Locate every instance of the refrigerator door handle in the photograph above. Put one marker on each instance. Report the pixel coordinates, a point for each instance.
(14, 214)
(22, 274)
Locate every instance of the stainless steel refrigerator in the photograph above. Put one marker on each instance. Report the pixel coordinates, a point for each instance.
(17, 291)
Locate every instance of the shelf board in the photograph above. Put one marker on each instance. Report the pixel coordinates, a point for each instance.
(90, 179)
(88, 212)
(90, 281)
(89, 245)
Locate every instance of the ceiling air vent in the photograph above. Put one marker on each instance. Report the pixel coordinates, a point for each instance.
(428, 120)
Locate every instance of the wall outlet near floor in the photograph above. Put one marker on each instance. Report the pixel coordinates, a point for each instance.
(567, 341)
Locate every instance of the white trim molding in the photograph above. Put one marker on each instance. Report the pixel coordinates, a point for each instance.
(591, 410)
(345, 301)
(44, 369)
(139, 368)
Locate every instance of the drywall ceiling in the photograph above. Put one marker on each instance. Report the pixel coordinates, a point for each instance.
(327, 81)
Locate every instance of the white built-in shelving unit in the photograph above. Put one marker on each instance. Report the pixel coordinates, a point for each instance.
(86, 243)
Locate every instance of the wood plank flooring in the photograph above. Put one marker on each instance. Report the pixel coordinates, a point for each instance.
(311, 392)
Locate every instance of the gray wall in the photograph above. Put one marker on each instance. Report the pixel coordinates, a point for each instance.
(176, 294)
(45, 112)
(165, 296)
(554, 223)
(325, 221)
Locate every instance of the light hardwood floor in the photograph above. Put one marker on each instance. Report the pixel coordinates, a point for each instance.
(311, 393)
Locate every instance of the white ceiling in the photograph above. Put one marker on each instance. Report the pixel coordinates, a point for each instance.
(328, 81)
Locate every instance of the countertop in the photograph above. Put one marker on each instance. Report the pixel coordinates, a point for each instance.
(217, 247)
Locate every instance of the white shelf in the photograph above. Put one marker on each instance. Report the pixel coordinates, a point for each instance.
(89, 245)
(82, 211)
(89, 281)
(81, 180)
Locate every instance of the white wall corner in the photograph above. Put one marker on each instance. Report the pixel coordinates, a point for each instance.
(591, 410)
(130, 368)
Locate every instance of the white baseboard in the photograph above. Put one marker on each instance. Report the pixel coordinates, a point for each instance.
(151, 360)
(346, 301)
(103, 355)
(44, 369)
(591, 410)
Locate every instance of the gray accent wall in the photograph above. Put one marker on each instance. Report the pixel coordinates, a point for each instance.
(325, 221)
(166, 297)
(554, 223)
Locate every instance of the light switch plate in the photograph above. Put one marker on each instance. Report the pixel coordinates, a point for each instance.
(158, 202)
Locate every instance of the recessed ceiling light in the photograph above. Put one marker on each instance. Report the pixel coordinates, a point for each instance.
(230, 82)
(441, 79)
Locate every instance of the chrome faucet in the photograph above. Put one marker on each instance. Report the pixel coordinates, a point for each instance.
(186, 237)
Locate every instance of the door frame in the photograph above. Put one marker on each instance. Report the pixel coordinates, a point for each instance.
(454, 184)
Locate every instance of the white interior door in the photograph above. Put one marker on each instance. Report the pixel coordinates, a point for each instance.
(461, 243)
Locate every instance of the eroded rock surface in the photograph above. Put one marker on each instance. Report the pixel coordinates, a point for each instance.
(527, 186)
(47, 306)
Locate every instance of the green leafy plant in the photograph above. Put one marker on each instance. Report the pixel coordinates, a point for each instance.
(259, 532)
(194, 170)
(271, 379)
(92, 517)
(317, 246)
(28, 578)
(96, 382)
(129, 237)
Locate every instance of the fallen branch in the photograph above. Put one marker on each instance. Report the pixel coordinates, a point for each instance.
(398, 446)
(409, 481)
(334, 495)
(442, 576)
- - -
**Stated goal**
Return the listing above in its exact form.

**Solution to the exercise**
Locate every instance of the refrigerator door handle in the photograph above. Put one marker on each instance. Report the pixel coordinates, a point for each instance.
(14, 214)
(22, 274)
Locate every instance of the stainless steel refrigerator in the photograph above. Put one marker on each instance. Report the pixel coordinates, a point for each instance.
(17, 291)
Locate every instance of the shelf board in the photograph above. Put one marker on each instance. Report the pixel coordinates, a point for each instance.
(90, 179)
(88, 212)
(90, 281)
(89, 245)
Locate every instance of the ceiling air vent in the photograph above. Put one marker on each instance. Report the pixel coordinates, a point for each instance.
(428, 120)
Locate every instance of the wall outlet near floor in the photograph above. Put one marker on each instance. Report the pixel coordinates, a point for each instance.
(567, 341)
Locate every instance of the white trim molding in the photograph above. Put one marker on each instance. Report the pixel coordinates, a point for each instance.
(591, 410)
(345, 301)
(44, 369)
(139, 368)
Locate every instance of the drywall ceiling in the photograph above. Put one marker on each instance. Report the pixel coordinates, a point for each instance.
(327, 81)
Locate every instance of the white built-in shelving unit in the photograph above. Put one marker on each instance. Report the pixel coordinates, a point for each instance.
(86, 243)
Locate every instance of the wood plank flooring in the photograph above. Put one marker on each instance. Report the pixel coordinates, a point for each instance.
(311, 392)
Locate every instance of the gray wall in the photograph above. Put one marker on each instance. Report the pixel coordinates, a point for each instance.
(176, 294)
(45, 112)
(165, 296)
(554, 223)
(325, 221)
Locate every instance of the light hardwood floor in the photograph above. Put one marker on each instance. Report the pixel coordinates, a point for each instance.
(311, 393)
Locate every instance of the white ceiling in the photograph above. Put one marker on each instance. Report the pixel coordinates, a point for each instance.
(328, 81)
Locate every instance of the countertop in the photograph above. Put one marker on each instance. Report the pixel coordinates, a point for each instance.
(217, 247)
Locate every instance of the white shelf in the photograph above. Put one marker on each instance. Report the pixel coordinates, a point for each instance.
(89, 245)
(82, 211)
(89, 281)
(81, 180)
Locate every instance of the white wall corner in the photograph above. Put one marker on each instance. Report the pixel coordinates, a point for each instance.
(591, 410)
(130, 368)
Locate every instance of the white baseboard in the photograph above. Put one marker on each instance. Report the pixel coordinates, a point for each instance.
(151, 360)
(346, 301)
(103, 355)
(44, 369)
(591, 410)
Locate every instance of the gray accent wall in the photograph above. Put one marker on each instance. Report the pixel coordinates, a point for each instance.
(325, 221)
(166, 297)
(554, 223)
Locate every instance of the light switch plate in the photograph above. Put one marker on each instance. Report the pixel coordinates, a point for each instance.
(158, 202)
Locate every instance of the recessed ceiling light in the photograph above. Put one marker on each instance. Report the pixel coordinates, a point for each instance.
(230, 82)
(441, 79)
Locate every instance of the chrome faucet in the photograph above. Put one marker on each instance. Report the pixel coordinates, a point for each instance.
(186, 237)
Locate every instance of the door frame in the photograph above. Put one marker on each instance. Report the pixel coordinates, a point for each instance.
(454, 184)
Locate every instance of the white interior door in the photograph above. Put one marker on each instance. Report the pixel coordinates, a point for each instance.
(461, 243)
Locate every instance of the eroded rock surface in the photograph above. Put one marker on each instance. Report the pixel coordinates, a point for each instance.
(527, 186)
(47, 306)
Locate every instance of the green leafy plant in the photograph above. Put one marker on each instance. Report the pixel coordinates, a point for each instance.
(259, 532)
(194, 170)
(271, 379)
(92, 517)
(317, 246)
(28, 578)
(96, 382)
(129, 237)
Locate every instance of the fallen branch in the photograph above. Put one marker on each instance. Report the pixel coordinates, a point for each instance.
(398, 446)
(409, 481)
(334, 495)
(442, 576)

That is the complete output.